**Task directions:**
Output the line containing "Target: sky" and each line after it through the end of the data, exactly as written, with pictures left out.

**Data extract:**
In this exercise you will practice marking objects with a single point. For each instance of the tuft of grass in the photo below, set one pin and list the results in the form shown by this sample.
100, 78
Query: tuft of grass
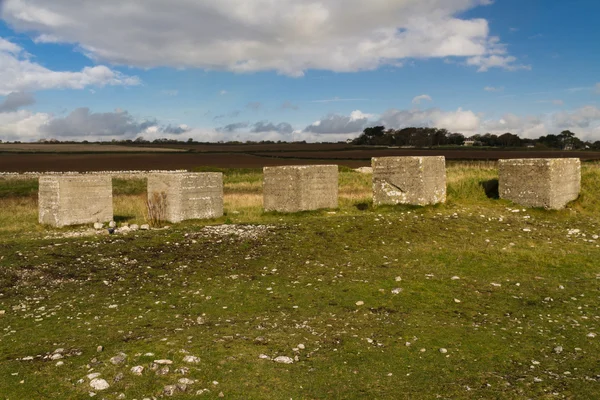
16, 188
156, 208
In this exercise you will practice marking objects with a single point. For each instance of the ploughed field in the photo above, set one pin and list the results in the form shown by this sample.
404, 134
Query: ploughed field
476, 298
91, 157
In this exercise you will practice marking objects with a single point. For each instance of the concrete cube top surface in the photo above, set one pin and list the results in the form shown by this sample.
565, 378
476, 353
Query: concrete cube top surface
539, 161
299, 167
407, 158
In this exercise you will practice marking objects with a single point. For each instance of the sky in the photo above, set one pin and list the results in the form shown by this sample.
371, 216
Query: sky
291, 70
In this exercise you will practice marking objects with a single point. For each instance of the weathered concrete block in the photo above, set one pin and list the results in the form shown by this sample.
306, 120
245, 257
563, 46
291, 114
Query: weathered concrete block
409, 180
188, 195
540, 182
300, 188
75, 199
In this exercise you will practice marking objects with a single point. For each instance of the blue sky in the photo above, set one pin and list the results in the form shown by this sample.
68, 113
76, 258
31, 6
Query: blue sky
296, 70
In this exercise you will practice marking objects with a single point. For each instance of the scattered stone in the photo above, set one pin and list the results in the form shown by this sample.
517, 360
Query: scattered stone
191, 359
260, 340
169, 390
181, 387
137, 370
118, 359
99, 384
163, 371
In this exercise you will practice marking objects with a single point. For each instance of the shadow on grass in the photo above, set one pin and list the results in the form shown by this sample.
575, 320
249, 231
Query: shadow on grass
491, 188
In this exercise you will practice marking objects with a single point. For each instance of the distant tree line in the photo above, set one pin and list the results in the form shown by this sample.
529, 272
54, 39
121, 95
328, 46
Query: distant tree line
405, 137
434, 137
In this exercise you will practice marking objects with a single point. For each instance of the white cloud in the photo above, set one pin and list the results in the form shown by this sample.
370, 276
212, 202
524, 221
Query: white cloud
464, 121
287, 36
16, 100
169, 92
423, 97
22, 125
340, 124
493, 89
585, 122
19, 74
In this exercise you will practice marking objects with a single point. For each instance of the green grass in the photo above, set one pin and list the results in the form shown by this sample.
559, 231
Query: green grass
526, 287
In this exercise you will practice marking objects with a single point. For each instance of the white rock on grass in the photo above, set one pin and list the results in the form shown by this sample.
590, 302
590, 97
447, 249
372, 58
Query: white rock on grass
191, 359
137, 370
99, 384
284, 360
118, 359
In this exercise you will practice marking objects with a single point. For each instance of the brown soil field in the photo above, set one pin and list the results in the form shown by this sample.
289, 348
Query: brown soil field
80, 148
451, 154
43, 162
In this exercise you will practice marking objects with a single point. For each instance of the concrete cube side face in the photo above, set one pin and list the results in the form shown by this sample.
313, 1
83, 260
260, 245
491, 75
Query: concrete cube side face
319, 187
74, 200
188, 196
547, 183
48, 201
300, 188
202, 196
565, 181
409, 180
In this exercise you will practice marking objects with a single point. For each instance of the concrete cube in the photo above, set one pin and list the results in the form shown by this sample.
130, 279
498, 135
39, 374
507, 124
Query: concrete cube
409, 180
540, 182
188, 195
300, 188
75, 199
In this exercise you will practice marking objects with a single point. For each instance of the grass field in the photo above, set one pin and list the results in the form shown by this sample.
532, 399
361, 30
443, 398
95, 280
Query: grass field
476, 298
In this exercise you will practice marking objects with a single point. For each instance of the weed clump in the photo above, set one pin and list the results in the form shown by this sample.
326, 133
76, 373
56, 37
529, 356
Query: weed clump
156, 206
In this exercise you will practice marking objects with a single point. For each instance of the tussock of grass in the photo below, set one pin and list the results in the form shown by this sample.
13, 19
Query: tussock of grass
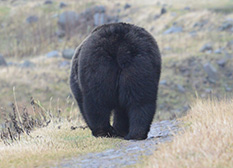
50, 144
207, 140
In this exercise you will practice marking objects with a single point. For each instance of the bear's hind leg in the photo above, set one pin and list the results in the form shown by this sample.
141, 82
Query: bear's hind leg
140, 118
98, 117
121, 122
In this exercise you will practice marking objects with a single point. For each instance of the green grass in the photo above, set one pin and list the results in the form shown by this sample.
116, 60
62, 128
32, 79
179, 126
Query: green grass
49, 145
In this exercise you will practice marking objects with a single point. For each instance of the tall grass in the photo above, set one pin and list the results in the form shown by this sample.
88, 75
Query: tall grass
207, 139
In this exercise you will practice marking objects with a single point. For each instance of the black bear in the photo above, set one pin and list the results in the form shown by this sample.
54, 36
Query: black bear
117, 68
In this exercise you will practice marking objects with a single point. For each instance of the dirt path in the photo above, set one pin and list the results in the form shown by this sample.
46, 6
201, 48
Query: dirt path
127, 153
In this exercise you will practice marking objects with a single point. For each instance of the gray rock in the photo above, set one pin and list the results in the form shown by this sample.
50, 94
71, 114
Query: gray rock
127, 6
200, 24
60, 33
173, 29
180, 88
68, 20
193, 33
99, 19
156, 17
2, 61
206, 47
211, 72
27, 64
68, 53
53, 54
222, 62
230, 44
226, 26
187, 8
163, 11
32, 19
62, 5
163, 82
208, 90
48, 2
218, 51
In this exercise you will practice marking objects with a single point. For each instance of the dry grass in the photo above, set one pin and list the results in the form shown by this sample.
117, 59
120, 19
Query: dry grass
42, 137
207, 140
48, 145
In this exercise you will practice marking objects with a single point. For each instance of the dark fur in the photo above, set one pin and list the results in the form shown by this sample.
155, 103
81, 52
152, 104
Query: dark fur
117, 67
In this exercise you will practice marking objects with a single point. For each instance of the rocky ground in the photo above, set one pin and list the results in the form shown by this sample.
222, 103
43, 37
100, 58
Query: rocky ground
126, 153
39, 38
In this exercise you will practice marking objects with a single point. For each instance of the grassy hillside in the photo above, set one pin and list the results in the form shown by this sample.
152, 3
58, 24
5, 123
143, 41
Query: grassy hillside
206, 139
196, 42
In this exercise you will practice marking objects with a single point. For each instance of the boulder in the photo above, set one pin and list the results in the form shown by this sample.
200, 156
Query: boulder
226, 26
62, 5
206, 47
173, 29
53, 54
27, 64
68, 20
211, 72
127, 6
222, 62
99, 19
2, 61
163, 11
48, 2
68, 53
32, 19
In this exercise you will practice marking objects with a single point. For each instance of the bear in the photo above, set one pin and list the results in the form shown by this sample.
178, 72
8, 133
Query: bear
117, 69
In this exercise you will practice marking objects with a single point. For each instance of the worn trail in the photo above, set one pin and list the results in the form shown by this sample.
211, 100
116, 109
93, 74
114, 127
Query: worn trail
127, 153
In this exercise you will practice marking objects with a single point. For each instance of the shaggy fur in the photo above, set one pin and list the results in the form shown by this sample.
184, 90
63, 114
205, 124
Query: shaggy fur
117, 68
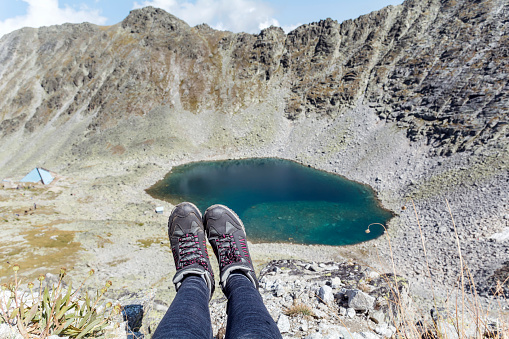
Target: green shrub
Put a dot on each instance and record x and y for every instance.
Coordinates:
(52, 310)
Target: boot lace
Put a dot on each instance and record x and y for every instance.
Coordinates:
(189, 252)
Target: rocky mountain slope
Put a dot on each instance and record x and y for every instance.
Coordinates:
(411, 99)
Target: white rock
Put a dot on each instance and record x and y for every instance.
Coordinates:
(359, 300)
(502, 236)
(385, 330)
(447, 330)
(369, 335)
(283, 323)
(279, 290)
(325, 294)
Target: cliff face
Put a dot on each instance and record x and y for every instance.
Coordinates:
(438, 68)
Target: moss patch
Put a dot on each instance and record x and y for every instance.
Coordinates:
(42, 249)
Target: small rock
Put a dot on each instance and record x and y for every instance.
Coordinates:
(447, 330)
(279, 291)
(385, 330)
(336, 283)
(315, 335)
(369, 335)
(342, 311)
(359, 300)
(283, 323)
(377, 316)
(350, 312)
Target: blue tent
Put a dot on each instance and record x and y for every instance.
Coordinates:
(38, 174)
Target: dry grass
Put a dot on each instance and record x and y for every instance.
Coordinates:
(460, 315)
(299, 309)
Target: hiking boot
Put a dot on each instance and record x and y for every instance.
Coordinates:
(227, 236)
(188, 245)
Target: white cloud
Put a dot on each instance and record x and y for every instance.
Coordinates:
(289, 28)
(234, 15)
(48, 12)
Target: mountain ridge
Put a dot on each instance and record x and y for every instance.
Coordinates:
(326, 67)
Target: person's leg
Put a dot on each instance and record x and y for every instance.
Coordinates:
(188, 315)
(247, 315)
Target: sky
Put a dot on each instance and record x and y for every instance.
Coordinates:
(249, 16)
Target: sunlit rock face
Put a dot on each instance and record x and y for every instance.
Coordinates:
(436, 68)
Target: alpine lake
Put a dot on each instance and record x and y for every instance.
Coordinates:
(280, 200)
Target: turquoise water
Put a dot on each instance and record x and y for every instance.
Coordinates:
(279, 200)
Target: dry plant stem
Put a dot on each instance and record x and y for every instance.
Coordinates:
(394, 289)
(341, 321)
(424, 249)
(462, 276)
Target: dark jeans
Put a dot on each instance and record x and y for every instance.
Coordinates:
(189, 316)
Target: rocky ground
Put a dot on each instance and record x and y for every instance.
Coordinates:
(97, 215)
(410, 100)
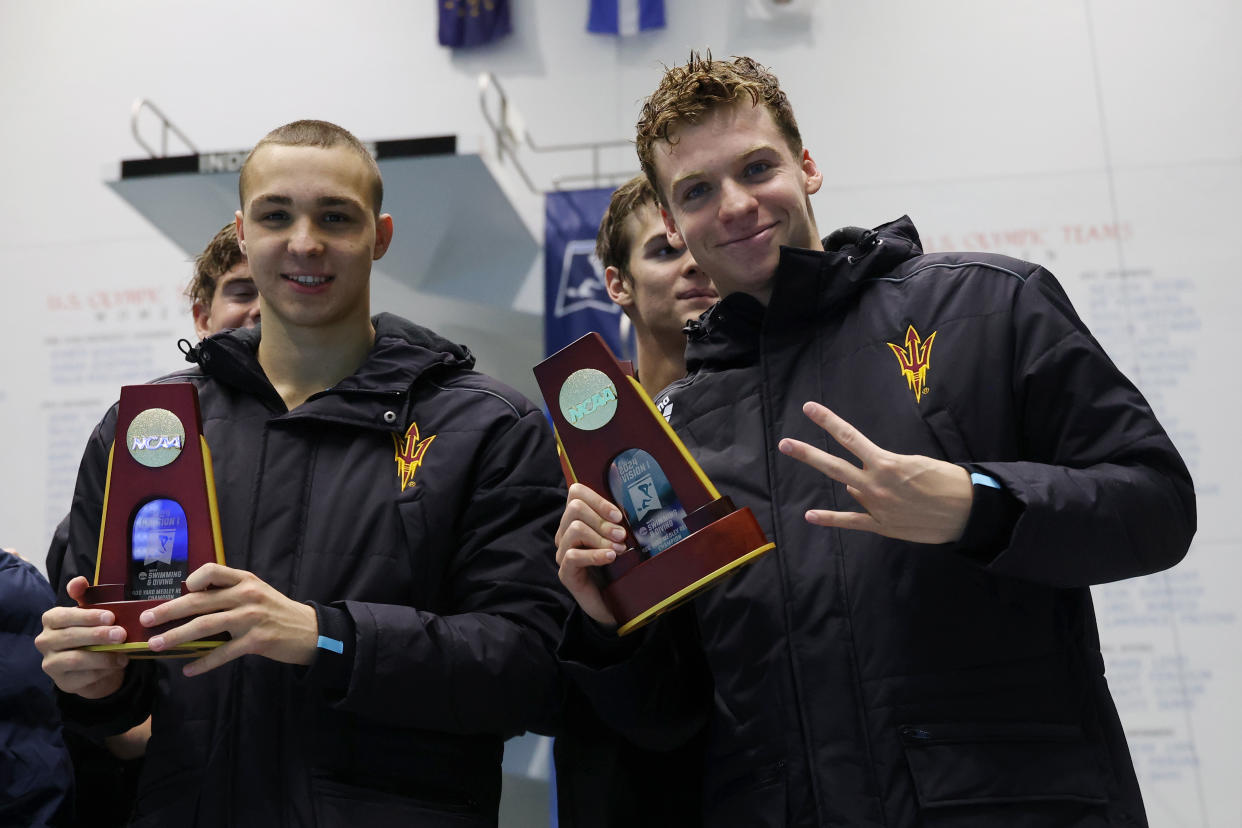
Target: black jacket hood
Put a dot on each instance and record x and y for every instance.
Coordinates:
(403, 353)
(807, 284)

**Full response:**
Target: sky
Put a dot on each instance and record x and y for every instance.
Coordinates:
(249, 16)
Target: sunlit rock face
Put a dot on each instance and record x and y for every instance.
Coordinates:
(436, 68)
Target: alpine lake
Put a dot on each instance and record x and y for every instance.
Coordinates:
(280, 200)
Target: turquoise water
Put a dot on each instance and record x and y for every instance.
Coordinates:
(279, 200)
Target: dry plant stem
Put a dot on each instance and record x and y for every instance.
Coordinates:
(394, 289)
(341, 321)
(424, 249)
(462, 276)
Target: dark jeans
Put a dot on each instance and record x and y for every instance.
Coordinates:
(189, 316)
Target: rocky ground
Put a dot on each instance and record x and y for every instance.
Coordinates:
(97, 215)
(410, 100)
Target: black jacket hood
Put a dot on each instance and record x and y for every instance.
Coordinates:
(403, 353)
(807, 284)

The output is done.